Ketentuan Tugas
1. Ubah bagian teks tentang motor gede bodong, dari "Ketua Komisi C" sampai "lebih dari satu.", dengan menuliskannya kembali dan menukar "Biro Keuangan" dengan "Biro Perencanaan".
2. Jawablah pertanyaan berikut berdasarkan teks tentang motor gede bodong.
(a) Berapa kapasitas mesin motor gede yang sulit didata oleh Dispenda Jawa Timur?
(b) Siapa Ketua Komisi C DPRD Jatim?
(c) Berapa harga jual motor gede tersebut?

Teks Halaman
++++

Sabtu, 24 April 2010

KADISPENDA:
SEBAGIAN BESAR MOTOR GEDE BODONG

SURABAYA - Dinas Pendapatan (Dispenda) Jawa Timur kesulitan mendata jumlah motor gede yang mesinnya berkapasitas 500 cc, karena motor yang harga jualnya lebih dari Rp 25 juta itu mayoritas berstatus bodong atau tidak memiliki surat kelengkapan kendaraan.
Ketua Komisi C DPRD Jatim, Kartika Hidayati, usai dengar pendapat dengan Biro Hukum, Biro Keuangan, dan Kadispenda Jatim, di Gedung DPRD Jatim, Kamis (22/4) sore mengatakan, dengar pendapat itu terkait Raperda tentang Pajak Daerah yang diajukan oleh eksekutif. Dalam raperda tersebut mengatur pajak kendaraan, terutama pajak motor gede dengan kepemilikan lebih dari satu.
Komisi C akan melakukan koordinasi dengan jajaran seperti Dispenda, dan Polda Jatim untuk mengawal dan menertibkan motor gede di Jatim yang tidak lengkap suratnya. Penertiban itu dengan sosialisasi kepada pemilik kendaraan agar mau mengurus surat kepemilikan.
”Kita minta diperketat, jika kendaraan yang masuk melanggar ketentan harus ditindak, karena ini kepentingan penegakkan perda. Disisi lain, untuk pemasukan pendapatan asli daerah,” tegasnya.

++++

Materi yang Ditampilkan
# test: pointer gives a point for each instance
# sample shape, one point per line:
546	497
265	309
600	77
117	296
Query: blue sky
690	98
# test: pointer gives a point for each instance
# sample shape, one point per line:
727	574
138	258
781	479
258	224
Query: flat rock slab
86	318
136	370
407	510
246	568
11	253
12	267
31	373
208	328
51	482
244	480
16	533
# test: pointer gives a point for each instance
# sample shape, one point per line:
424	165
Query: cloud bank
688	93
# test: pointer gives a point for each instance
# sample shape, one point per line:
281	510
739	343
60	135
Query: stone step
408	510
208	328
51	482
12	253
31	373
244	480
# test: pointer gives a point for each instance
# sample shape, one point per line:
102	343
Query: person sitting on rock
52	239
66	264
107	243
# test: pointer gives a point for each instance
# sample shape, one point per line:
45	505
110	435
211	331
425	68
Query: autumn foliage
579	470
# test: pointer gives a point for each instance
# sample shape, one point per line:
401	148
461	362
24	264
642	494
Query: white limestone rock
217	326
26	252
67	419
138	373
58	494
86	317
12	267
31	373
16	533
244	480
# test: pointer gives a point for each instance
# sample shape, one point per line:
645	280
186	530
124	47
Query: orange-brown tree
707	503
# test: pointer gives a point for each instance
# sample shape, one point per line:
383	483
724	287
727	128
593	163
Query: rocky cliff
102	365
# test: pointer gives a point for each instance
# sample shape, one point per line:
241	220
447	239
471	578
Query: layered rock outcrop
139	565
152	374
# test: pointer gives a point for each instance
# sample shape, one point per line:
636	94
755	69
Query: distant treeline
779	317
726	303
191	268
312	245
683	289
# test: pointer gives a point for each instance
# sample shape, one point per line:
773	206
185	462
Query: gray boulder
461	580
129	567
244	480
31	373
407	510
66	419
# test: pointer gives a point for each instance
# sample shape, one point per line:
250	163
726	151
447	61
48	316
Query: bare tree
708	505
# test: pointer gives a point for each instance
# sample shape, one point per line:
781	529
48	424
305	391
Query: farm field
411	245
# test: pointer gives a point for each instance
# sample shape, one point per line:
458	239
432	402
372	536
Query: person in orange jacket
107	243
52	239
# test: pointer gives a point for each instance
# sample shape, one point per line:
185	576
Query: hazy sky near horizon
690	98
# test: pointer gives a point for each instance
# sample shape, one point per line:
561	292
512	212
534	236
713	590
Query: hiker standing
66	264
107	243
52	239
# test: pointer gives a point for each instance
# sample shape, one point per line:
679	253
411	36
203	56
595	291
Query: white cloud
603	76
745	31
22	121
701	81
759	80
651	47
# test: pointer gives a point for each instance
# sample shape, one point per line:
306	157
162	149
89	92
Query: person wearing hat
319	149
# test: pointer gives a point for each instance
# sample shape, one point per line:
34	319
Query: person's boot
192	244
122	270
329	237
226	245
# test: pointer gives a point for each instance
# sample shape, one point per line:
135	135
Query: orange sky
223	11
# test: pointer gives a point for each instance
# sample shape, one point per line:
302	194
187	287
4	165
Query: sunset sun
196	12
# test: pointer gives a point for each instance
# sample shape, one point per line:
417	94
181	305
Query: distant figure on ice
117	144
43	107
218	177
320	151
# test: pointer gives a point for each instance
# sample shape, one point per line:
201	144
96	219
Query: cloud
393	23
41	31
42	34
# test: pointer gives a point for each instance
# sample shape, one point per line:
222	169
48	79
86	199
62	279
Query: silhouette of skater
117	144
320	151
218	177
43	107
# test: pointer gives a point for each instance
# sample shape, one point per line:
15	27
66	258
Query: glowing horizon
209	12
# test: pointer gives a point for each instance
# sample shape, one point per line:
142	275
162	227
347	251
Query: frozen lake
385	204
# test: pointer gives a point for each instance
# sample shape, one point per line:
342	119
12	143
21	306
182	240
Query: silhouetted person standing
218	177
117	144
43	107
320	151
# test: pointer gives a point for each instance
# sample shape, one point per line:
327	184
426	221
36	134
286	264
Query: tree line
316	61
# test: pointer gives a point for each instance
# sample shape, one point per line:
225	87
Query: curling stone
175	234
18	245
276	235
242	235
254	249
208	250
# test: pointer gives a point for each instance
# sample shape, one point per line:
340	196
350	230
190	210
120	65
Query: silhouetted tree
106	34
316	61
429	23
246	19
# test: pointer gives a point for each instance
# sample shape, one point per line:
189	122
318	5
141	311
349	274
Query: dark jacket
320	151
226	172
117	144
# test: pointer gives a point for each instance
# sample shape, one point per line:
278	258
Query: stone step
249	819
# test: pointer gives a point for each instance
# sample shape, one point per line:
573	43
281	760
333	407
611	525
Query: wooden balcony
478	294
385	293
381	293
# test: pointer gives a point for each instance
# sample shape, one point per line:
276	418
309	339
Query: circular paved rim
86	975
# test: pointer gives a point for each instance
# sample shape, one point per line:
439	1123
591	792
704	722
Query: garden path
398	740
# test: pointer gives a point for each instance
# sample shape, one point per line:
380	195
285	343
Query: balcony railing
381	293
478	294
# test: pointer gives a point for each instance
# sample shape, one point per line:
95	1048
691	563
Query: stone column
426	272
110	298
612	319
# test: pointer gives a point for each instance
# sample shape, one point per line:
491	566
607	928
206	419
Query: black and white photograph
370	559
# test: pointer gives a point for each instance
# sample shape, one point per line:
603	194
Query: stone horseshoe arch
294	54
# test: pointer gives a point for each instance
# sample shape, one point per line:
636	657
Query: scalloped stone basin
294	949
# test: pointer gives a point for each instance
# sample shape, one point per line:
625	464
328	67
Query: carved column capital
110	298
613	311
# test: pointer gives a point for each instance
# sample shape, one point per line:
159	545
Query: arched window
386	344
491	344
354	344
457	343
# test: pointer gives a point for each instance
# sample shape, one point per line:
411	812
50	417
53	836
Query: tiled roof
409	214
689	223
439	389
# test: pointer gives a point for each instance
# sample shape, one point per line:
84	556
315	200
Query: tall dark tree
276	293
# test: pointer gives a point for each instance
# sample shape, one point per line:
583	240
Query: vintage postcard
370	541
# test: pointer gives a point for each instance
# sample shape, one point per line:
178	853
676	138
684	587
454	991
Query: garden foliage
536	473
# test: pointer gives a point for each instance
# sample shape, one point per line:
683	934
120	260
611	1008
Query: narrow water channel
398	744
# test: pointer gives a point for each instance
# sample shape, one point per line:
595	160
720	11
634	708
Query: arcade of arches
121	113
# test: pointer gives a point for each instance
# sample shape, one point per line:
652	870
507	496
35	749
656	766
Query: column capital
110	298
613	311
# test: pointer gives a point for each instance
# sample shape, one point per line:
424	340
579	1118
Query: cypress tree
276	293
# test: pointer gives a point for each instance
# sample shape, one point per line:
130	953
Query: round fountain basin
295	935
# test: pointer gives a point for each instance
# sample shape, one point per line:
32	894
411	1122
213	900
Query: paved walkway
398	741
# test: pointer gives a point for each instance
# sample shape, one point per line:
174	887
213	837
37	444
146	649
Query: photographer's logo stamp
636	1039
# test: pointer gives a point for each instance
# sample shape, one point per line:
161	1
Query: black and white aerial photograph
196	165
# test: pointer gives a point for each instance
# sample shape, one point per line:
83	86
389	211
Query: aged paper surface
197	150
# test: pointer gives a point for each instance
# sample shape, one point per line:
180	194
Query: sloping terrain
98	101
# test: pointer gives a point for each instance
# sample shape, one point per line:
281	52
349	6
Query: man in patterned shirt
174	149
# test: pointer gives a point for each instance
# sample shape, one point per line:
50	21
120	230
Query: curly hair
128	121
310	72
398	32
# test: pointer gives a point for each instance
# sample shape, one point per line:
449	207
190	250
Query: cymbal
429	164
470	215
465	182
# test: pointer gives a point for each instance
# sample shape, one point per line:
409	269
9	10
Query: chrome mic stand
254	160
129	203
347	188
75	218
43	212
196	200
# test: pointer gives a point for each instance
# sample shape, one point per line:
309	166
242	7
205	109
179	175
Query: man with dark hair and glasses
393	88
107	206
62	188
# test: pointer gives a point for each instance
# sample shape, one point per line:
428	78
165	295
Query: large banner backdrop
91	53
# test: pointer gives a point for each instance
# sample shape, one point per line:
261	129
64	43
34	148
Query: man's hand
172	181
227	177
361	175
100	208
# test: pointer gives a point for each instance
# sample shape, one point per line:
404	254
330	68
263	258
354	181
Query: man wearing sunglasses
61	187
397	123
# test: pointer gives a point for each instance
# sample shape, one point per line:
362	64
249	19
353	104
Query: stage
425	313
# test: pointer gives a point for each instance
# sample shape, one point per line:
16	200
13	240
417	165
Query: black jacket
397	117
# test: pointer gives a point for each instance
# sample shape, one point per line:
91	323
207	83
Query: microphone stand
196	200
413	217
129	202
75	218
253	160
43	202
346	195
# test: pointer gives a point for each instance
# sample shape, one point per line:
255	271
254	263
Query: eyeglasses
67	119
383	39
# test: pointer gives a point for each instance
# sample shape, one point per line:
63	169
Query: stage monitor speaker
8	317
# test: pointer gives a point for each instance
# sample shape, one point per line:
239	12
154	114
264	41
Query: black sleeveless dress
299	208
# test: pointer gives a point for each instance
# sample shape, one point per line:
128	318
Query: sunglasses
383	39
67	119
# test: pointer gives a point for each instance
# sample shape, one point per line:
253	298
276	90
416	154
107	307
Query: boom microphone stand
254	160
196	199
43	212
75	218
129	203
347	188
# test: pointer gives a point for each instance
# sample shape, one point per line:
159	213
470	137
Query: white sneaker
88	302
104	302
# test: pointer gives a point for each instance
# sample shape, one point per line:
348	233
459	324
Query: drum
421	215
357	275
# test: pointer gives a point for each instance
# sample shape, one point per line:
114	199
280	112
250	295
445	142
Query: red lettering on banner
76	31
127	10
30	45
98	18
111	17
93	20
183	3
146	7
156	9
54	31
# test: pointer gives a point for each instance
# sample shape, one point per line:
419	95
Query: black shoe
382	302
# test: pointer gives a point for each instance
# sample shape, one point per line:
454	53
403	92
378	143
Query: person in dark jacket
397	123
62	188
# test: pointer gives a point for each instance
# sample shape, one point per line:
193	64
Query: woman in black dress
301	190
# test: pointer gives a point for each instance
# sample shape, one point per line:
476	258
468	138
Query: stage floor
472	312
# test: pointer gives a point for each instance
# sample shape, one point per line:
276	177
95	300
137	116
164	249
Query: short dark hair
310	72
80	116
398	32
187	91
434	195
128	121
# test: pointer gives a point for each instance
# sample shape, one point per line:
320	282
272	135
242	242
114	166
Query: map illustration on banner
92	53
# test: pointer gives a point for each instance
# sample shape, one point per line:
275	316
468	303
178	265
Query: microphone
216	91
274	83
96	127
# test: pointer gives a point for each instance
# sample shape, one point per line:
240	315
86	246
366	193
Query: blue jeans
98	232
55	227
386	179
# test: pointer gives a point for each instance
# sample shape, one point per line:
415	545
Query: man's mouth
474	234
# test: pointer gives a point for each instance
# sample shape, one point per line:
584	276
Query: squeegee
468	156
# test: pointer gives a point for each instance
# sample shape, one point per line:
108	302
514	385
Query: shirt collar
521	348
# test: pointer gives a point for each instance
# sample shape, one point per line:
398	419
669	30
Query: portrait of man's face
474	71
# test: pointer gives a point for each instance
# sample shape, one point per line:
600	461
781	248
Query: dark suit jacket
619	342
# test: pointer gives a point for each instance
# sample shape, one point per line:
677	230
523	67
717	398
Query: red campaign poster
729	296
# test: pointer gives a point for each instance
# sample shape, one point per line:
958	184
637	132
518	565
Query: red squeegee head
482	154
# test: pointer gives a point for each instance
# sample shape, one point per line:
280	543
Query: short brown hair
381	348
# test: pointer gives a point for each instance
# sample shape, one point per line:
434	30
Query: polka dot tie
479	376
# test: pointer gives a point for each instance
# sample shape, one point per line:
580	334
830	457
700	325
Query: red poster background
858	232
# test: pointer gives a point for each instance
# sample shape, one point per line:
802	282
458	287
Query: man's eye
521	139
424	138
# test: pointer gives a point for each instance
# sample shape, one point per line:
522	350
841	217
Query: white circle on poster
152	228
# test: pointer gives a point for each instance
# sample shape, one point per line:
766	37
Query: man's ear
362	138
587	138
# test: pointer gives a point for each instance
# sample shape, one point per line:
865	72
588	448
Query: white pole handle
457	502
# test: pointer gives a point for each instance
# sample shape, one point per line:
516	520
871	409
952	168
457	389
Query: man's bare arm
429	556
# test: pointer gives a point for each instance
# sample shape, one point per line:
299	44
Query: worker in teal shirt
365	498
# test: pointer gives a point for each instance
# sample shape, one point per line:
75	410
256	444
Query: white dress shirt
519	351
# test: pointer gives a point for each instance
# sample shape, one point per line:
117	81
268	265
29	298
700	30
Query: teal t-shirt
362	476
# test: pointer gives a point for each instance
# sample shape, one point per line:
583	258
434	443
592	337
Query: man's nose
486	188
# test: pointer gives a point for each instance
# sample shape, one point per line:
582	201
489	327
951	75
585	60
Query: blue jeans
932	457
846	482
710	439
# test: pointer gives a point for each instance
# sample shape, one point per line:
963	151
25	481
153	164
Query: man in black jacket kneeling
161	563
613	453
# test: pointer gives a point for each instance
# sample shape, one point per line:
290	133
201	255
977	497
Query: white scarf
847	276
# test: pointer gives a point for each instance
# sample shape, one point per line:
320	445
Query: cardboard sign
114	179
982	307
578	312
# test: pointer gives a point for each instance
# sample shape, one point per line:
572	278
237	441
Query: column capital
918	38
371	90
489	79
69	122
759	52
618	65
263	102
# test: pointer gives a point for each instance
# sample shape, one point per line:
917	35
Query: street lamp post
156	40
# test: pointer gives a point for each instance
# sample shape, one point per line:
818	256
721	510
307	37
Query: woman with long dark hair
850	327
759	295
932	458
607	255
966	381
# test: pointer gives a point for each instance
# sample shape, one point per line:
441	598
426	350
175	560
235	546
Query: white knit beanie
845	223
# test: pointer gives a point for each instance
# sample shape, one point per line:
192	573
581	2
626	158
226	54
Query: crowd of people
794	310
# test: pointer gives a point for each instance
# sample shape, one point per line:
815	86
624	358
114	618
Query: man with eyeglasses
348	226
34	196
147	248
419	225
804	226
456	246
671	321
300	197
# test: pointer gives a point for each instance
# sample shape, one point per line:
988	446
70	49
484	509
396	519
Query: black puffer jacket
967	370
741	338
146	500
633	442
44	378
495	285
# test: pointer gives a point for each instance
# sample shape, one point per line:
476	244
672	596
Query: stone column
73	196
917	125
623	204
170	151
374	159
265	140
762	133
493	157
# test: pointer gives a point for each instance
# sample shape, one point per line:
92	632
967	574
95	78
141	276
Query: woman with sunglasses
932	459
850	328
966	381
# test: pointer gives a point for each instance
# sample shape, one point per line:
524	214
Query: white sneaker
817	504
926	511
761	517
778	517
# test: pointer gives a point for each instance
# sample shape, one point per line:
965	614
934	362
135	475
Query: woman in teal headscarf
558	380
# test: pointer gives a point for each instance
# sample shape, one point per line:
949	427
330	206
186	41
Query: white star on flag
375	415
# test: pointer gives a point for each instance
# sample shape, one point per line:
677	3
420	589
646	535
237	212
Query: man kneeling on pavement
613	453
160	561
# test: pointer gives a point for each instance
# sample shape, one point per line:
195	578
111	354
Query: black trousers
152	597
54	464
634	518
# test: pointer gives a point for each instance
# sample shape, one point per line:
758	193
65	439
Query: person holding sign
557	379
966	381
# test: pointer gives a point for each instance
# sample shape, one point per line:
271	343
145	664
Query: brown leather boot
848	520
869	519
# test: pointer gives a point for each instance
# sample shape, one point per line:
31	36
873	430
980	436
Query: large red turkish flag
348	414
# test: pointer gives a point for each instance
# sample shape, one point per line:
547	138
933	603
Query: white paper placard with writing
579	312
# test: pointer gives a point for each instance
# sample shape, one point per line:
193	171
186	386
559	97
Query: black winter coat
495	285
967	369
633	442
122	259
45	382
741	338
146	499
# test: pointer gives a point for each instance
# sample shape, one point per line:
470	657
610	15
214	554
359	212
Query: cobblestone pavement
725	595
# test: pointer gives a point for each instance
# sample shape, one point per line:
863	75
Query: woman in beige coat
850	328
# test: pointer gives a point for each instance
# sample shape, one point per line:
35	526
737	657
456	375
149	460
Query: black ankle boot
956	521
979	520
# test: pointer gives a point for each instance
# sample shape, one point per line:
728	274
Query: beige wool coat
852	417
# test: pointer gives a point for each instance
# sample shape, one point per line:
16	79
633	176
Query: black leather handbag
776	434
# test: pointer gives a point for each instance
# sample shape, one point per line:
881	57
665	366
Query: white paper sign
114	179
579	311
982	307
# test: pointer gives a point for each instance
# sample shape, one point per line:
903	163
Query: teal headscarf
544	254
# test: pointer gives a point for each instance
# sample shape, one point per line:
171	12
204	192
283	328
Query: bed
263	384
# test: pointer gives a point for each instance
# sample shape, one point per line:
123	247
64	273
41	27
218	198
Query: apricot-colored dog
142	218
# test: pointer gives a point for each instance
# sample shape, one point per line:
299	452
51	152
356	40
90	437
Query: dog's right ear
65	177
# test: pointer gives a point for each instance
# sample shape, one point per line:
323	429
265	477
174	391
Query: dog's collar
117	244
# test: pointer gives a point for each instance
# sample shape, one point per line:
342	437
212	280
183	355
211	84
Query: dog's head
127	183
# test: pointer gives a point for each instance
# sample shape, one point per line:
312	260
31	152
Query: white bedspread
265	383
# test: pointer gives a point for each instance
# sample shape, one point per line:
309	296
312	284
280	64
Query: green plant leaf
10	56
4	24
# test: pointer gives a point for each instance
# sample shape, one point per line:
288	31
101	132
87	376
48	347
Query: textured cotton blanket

++++

Jawaban Tiap Tugas
1.
Ketua Komisi C DPRD Jatim, Kartika Hidayati, usai dengar pendapat dengan Biro Hukum, Biro Perencanaan, dan Kadispenda Jatim, di Gedung DPRD Jatim, Kamis (22/4) sore mengatakan, dengar pendapat itu terkait Raperda tentang Pajak Daerah yang diajukan oleh eksekutif. Dalam raperda tersebut mengatur pajak kendaraan, terutama pajak motor gede dengan kepemilikan lebih dari satu.

2.
(a) 500 cc.
(b) Kartika Hidayati.
(c) Lebih dari Rp 25 juta.